■ DOCUMENT SEGMENT
--*--
A court in China’s Henan province has ruled in favor of a plaintiff involuntarily committed to a mental hospital for “gay conversion treatment,” ordering it to pay damages. LGBT advocates in the country are hailing it as the first victory for such a case.

In the local court’s ruling, the mental hospital located in the province’s Zhumadian City was found to have violated 38-year-old man Yu Hu’s (not his real name) right to personal freedom. The court has ordered the hospital to pay a compensation of RMB 5000 (US$735) and to publish a public apology, according to a local media report.

LGBT Rights Advocacy China General Manager Peng Yanhui says that the case was the first court victory for an LGBT person involuntarily classified as mentally ill, adding that the hospital had forcibly curtailed the plaintiff’s personal liberties.

Caixin reports that Yu was sent for treatment at the mental hospital by his wife and relatives in October 2015. Yu says that the hospital forcibly treated him after deeming him a sufferer of “sexuality preference disorder.”

During 19 days of treatment, hospital staff forced him to take medicine. Yu’s repeated pleads to be discharged were denied. After mediation between hospital and public security officials, he was finally released.

Yu says he was humiliated by hospital staff and was forced to remove his clothes to staff members who wanted to determine “if he was man or woman.” He filed a lawsuit against the hospital in May 2016 for deprivation of personal liberties and sought damages amounting to RMB 10,000.

According to court records cited by local media, the hospital claims that Yu was committed to the institution accompanied by his wife and brother. It stated that Yu was suffering from anxiety and showed signs of possible self-harm, adding that “treatment procedures were not in any way at fault.”

Not an isolated case

According to Peng, Yu’s ordeal is not an isolated case among the LGBT community.

“Currently there are still many LGBT friends being sent to hospitals or mental clinics to undergo forceful conversion therapy,” he says.

According to a 2014 survey completed by the Beijing LGBT Center, close to 10 percent of the 1,653 questioned had considered undertaking conversion therapy due to parental and familial relations and “living a normal life in line with social expectations.”

Peng says that there is still a sizable market for conversion therapy because no laws are in place to prevent hospitals and institutions from exercising such procedures. He added that therapists and specialists are also ignorant about sexual minority issues and have become the proponents of the treatment.
--*--
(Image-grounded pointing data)
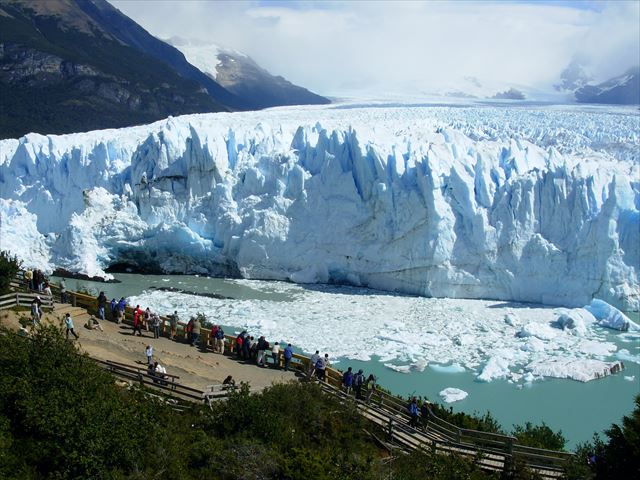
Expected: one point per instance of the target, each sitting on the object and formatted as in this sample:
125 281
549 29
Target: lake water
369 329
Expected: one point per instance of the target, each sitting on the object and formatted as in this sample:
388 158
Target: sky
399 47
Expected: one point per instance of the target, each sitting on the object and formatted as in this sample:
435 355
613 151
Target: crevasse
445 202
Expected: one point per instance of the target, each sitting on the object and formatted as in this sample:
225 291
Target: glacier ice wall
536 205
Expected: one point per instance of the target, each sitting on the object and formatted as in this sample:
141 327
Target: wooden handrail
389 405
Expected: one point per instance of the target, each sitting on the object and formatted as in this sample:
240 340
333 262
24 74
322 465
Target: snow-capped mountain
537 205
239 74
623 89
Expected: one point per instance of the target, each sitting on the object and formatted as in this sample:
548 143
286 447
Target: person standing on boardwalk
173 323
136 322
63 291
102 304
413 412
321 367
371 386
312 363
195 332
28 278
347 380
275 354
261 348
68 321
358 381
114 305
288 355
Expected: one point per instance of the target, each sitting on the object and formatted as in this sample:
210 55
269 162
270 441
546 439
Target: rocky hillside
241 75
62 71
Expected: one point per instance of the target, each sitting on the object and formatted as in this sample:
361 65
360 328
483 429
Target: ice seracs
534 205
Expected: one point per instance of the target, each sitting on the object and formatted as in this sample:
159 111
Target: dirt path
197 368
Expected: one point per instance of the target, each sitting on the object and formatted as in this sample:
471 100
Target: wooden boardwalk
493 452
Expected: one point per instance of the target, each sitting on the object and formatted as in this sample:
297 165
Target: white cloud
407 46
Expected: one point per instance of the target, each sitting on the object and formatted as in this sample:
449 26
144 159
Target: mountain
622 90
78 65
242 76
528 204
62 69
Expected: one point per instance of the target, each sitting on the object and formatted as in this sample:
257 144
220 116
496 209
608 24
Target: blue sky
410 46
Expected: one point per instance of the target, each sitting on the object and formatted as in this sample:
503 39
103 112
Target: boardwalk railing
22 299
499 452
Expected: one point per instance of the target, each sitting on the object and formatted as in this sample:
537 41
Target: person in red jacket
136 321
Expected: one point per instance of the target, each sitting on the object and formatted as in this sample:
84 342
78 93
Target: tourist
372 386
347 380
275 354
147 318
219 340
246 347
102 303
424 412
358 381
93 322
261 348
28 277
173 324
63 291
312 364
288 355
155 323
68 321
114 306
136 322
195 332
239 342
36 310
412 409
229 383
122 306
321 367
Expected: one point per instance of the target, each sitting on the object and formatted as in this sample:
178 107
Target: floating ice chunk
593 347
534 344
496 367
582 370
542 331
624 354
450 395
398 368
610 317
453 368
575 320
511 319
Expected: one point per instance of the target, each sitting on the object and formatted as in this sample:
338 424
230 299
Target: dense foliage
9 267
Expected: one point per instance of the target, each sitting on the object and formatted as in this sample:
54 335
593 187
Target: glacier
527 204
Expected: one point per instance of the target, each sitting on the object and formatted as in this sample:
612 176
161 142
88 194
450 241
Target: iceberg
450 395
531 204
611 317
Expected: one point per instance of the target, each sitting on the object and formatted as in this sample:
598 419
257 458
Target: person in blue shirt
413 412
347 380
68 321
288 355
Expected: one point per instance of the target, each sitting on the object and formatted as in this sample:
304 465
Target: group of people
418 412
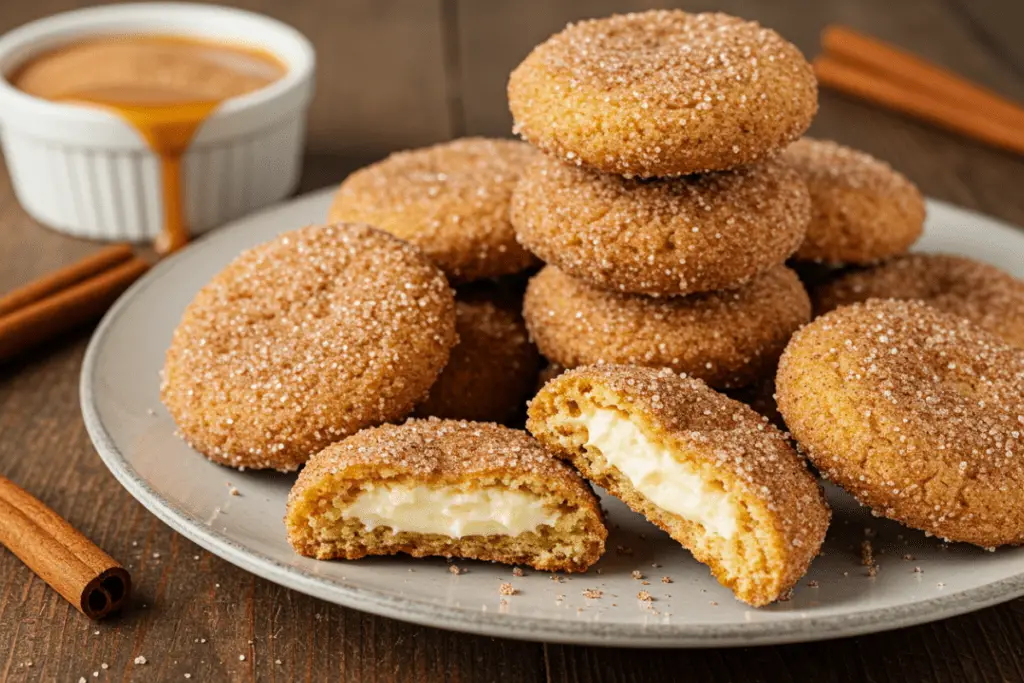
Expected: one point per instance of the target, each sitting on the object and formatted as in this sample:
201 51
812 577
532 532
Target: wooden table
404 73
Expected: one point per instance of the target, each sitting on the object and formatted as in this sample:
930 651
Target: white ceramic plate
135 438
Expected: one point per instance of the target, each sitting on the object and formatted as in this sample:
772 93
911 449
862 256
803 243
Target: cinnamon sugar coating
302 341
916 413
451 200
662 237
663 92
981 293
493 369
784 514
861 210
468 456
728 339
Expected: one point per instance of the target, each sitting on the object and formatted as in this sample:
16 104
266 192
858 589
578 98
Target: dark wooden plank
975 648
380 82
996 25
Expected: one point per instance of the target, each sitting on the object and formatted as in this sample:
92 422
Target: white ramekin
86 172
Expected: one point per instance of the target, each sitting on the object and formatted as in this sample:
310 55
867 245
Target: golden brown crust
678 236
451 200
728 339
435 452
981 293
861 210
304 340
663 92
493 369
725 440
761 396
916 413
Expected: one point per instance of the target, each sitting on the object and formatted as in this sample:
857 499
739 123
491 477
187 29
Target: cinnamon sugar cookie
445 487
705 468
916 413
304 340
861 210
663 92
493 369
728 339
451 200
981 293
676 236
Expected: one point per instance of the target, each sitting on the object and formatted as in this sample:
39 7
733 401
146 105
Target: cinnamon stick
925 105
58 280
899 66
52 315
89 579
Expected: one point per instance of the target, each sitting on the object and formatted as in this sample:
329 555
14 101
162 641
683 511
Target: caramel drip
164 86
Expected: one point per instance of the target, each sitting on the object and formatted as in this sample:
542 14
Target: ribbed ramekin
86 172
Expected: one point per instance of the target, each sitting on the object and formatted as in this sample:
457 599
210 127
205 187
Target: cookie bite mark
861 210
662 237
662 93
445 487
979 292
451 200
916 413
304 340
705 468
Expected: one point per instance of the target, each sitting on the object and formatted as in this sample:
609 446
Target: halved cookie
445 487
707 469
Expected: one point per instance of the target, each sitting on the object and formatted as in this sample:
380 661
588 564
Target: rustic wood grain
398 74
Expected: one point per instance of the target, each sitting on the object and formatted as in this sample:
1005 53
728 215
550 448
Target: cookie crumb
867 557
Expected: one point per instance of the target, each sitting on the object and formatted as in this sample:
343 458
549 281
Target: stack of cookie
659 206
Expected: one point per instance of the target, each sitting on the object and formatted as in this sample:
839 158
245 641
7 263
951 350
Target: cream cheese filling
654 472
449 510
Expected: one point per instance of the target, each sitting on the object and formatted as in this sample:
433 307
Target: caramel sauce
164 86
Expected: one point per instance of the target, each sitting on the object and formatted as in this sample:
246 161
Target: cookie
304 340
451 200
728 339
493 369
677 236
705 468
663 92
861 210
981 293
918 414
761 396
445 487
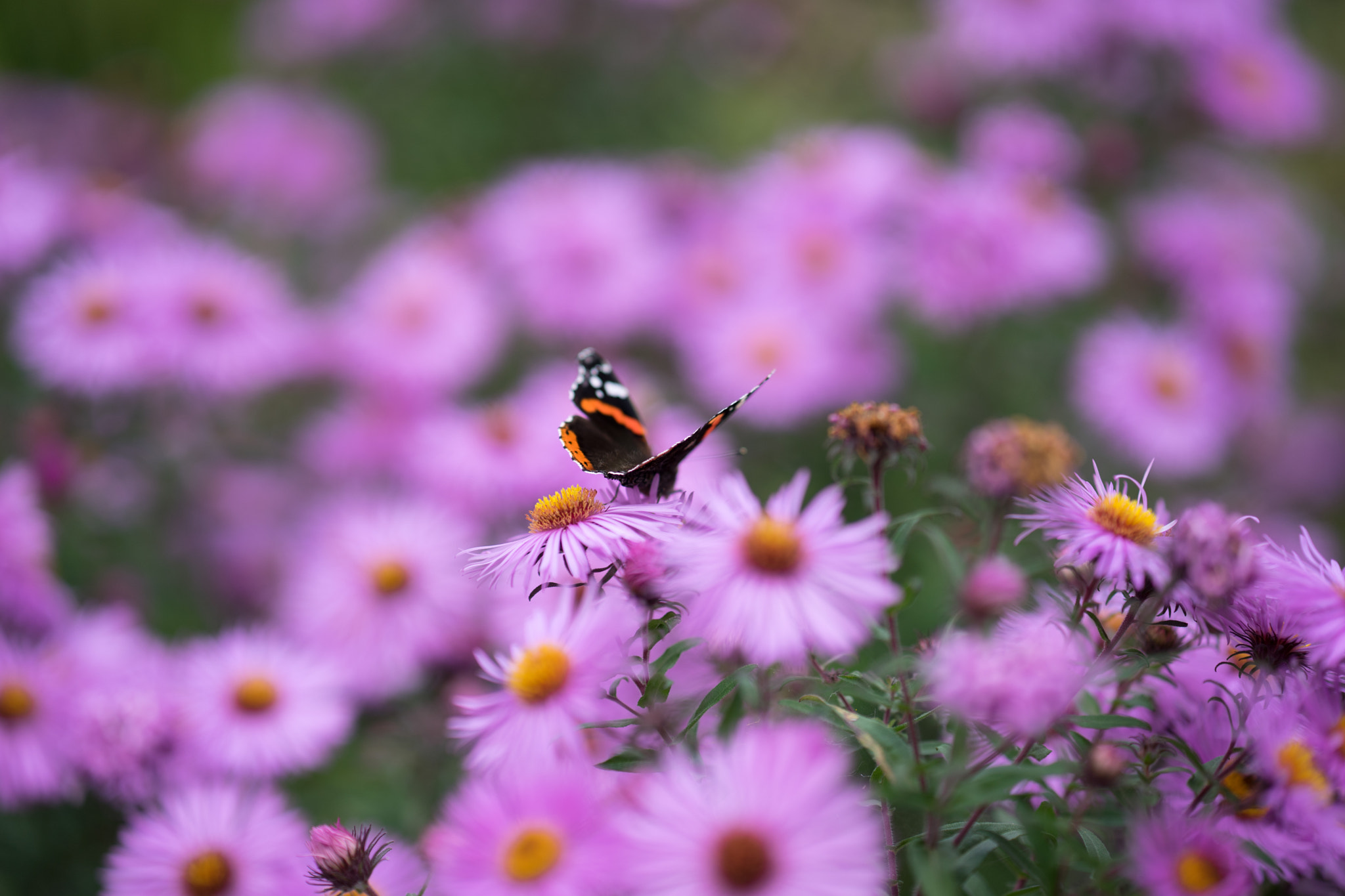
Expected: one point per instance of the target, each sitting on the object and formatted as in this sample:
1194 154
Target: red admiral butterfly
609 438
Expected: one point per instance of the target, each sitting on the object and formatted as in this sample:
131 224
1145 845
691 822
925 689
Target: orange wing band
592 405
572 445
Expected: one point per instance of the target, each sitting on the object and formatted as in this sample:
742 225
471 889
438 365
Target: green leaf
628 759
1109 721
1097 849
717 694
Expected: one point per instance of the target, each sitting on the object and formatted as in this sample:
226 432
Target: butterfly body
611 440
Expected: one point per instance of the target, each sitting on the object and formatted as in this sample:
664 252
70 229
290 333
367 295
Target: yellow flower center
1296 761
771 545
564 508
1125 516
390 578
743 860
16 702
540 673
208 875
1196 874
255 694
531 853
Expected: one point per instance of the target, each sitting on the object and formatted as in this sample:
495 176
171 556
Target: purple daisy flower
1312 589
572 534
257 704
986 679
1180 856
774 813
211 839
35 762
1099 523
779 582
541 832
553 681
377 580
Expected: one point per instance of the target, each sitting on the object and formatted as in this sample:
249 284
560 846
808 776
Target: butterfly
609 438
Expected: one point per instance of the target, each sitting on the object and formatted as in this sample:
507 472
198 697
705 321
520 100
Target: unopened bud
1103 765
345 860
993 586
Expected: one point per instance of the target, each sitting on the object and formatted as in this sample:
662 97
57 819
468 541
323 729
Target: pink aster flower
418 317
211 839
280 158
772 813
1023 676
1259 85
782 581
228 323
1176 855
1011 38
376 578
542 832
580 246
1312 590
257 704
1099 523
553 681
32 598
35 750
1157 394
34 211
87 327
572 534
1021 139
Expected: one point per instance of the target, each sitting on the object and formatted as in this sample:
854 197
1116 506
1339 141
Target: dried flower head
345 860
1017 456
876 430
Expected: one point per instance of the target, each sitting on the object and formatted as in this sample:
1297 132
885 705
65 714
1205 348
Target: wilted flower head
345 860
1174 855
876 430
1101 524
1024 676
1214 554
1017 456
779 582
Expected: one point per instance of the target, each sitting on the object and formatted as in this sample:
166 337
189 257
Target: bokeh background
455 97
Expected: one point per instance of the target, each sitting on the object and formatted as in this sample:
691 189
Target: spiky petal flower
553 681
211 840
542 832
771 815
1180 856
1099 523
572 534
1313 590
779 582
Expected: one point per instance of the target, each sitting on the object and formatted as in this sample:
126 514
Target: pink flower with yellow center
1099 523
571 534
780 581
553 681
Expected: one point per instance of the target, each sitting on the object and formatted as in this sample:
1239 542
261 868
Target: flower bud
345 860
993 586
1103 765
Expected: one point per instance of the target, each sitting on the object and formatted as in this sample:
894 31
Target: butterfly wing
--*--
■ ACTIVITY 1
Return the passage from the article on the Henan court ruling that starts with "In the local" and goes on through "plaintiff’s personal liberties.", copied word for word.
■ ACTIVITY 2
Answer these questions from the article on the Henan court ruling:
(a) How much compensation did the court order the hospital to pay?
(b) For how many days was Yu treated at the hospital?
(c) How many people were questioned in the 2014 Beijing LGBT Center survey?
You can set the records aside; they aren't needed for this work.

■ TASK ANSWER 1
In the local court’s ruling, the mental hospital located in the province’s Zhumadian City was found to have violated 38-year-old man Yu Hu’s (not his real name) right to personal freedom. The court has ordered the hospital to pay a compensation of RMB 5000 (US$735) and to publish a public apology, according to a local media report.

LGBT Rights Advocacy China General Manager Peng Yanhui says that the case was the first court victory for an LGBT person involuntarily classified as mentally ill, adding that the hospital had forcibly curtailed the plaintiff’s personal liberties.

■ TASK ANSWER 2
(a) RMB 5000 (US$735)
(b) 19 days
(c) 1,653